## GOAL OF THE EXERCISE
Determine how many lines of the entries contain "wooden". Reply with that number alone.

━━━━━━

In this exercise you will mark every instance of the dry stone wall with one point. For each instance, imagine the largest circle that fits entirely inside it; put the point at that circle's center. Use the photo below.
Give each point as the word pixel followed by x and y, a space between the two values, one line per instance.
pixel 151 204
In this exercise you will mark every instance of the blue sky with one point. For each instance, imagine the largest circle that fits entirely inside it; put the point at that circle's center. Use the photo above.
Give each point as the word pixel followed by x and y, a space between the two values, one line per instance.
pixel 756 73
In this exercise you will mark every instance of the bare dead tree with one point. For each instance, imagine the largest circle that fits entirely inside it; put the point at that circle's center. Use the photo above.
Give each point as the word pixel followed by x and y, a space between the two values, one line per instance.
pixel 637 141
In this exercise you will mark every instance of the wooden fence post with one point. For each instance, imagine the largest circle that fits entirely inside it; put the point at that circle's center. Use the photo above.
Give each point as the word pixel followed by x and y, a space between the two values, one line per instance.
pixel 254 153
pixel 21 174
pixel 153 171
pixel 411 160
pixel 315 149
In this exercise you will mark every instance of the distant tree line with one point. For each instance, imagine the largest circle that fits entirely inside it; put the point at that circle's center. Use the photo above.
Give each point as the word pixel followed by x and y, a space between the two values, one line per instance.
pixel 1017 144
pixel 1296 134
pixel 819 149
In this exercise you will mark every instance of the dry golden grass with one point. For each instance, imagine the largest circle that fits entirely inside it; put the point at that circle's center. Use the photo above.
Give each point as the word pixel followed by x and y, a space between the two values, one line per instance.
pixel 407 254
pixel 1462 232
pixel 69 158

━━━━━━

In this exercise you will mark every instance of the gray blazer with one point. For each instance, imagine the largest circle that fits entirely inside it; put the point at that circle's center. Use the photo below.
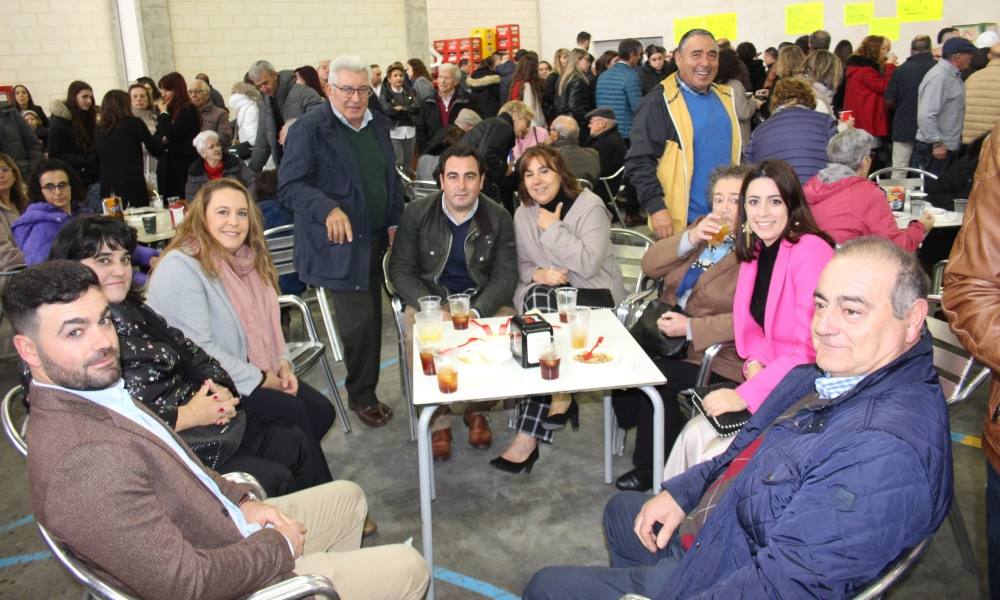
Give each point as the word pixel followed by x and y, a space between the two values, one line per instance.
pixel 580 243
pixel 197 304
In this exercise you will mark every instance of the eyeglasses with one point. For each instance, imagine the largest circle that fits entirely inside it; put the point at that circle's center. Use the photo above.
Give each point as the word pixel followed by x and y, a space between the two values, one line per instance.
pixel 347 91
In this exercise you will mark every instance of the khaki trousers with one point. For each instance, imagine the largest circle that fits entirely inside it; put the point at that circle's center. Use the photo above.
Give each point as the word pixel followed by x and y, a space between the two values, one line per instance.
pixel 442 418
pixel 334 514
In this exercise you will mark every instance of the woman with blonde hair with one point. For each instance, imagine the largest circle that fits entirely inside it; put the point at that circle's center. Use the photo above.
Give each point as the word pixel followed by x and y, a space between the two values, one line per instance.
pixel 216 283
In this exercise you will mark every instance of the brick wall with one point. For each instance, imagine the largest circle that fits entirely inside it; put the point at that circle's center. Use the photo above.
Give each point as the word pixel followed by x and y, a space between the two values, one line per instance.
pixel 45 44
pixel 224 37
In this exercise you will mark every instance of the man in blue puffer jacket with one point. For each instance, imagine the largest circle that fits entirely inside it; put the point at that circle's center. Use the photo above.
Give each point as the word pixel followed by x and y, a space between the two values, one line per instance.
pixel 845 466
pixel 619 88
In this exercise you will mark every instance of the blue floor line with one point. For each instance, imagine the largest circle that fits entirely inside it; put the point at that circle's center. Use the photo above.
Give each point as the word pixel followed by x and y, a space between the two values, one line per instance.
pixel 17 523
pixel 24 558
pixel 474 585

━━━━━━

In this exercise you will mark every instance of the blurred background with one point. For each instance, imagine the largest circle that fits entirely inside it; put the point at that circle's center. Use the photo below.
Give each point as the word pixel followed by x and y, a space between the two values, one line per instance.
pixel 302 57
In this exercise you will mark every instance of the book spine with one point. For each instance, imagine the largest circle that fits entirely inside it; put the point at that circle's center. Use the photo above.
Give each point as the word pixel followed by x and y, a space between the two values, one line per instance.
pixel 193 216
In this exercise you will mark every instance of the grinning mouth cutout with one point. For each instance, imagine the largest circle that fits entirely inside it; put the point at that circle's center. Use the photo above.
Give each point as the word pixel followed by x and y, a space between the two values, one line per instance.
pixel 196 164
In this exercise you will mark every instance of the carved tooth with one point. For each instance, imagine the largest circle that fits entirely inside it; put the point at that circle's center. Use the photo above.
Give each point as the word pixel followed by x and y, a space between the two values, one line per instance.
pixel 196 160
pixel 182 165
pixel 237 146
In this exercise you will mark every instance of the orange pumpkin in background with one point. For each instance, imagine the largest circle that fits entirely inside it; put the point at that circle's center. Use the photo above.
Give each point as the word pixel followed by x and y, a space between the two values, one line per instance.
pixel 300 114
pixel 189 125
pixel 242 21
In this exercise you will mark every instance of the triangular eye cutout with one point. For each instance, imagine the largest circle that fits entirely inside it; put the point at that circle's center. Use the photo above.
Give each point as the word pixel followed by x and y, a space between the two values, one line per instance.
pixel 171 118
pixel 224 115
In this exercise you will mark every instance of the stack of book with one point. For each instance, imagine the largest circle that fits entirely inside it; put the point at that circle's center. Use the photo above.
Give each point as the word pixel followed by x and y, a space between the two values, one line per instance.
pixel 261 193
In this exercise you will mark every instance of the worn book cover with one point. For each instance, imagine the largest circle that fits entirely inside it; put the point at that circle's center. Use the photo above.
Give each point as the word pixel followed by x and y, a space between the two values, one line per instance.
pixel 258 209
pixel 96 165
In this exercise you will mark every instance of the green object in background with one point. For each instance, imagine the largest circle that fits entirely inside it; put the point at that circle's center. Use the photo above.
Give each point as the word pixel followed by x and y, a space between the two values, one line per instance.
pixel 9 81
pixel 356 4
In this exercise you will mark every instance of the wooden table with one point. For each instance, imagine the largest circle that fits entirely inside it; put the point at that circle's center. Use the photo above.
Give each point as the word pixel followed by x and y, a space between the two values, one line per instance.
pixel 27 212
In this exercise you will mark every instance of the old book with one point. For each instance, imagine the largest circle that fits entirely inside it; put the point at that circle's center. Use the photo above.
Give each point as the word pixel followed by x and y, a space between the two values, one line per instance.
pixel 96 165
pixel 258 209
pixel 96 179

━━━━━━

## SOLUTION TO THE EXERCISE
2